* What this task involves:
Without including any image, retype the records word for word.

* Provided information:

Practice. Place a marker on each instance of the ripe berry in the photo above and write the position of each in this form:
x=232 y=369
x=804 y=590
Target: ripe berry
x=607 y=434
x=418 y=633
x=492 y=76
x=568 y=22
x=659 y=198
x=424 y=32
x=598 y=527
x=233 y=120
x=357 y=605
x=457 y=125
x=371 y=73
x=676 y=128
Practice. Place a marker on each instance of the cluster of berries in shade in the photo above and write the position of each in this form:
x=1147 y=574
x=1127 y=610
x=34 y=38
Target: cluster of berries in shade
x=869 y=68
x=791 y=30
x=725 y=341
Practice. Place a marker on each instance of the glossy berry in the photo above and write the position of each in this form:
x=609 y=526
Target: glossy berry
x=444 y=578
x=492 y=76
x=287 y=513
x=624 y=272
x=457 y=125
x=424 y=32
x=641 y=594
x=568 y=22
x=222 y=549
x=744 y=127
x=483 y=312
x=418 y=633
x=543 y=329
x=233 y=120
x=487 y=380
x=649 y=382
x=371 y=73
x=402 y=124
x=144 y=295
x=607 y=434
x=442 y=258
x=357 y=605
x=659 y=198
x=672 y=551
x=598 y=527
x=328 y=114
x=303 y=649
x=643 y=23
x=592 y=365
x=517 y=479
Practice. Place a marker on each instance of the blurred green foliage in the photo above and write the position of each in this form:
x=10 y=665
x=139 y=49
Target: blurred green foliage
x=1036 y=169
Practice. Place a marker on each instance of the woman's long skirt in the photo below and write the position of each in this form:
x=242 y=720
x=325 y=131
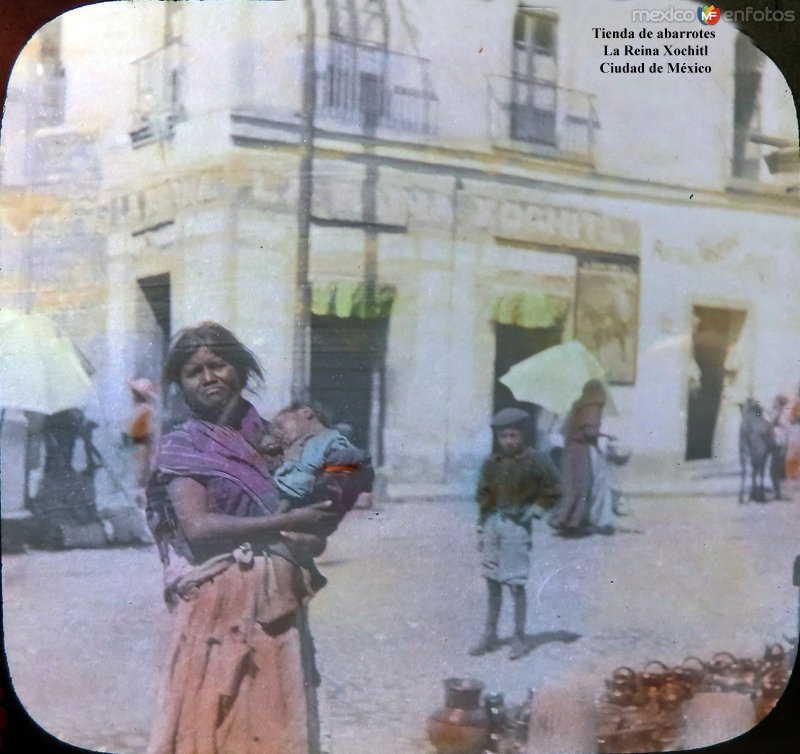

* The completed task:
Practice. Place a marker on each instance of the ripe berry in the photo above and write the position of each in this form:
x=232 y=369
x=804 y=590
Target: ripe berry
x=607 y=434
x=418 y=633
x=492 y=76
x=568 y=22
x=659 y=198
x=424 y=32
x=598 y=527
x=233 y=120
x=357 y=605
x=457 y=125
x=371 y=73
x=676 y=128
Practice. Place a marker on each instance of the cluster of berries in shade in the photo above and write the position of each in this form:
x=1147 y=574
x=1127 y=610
x=34 y=38
Target: cluster of berries in shade
x=869 y=68
x=791 y=30
x=725 y=341
Practice. Place a marker on each instance of the glossy berry in the photo above and write the position of each in this form:
x=609 y=526
Target: glossy berry
x=444 y=578
x=492 y=76
x=287 y=513
x=624 y=272
x=457 y=125
x=424 y=32
x=641 y=594
x=568 y=22
x=222 y=549
x=744 y=127
x=483 y=312
x=418 y=633
x=543 y=329
x=233 y=120
x=487 y=380
x=649 y=382
x=371 y=73
x=402 y=124
x=144 y=295
x=607 y=434
x=442 y=258
x=357 y=605
x=659 y=198
x=672 y=551
x=598 y=527
x=328 y=114
x=303 y=649
x=643 y=23
x=592 y=365
x=517 y=479
Practice. Place a marker on each instance of the blurred green foliage in the photo above and write the position of each in this form:
x=10 y=665
x=139 y=49
Target: blurred green foliage
x=1036 y=169
Practice. Place a marker on each instance of the woman's long skirt in the photo below and write the position of each in this form:
x=242 y=720
x=325 y=131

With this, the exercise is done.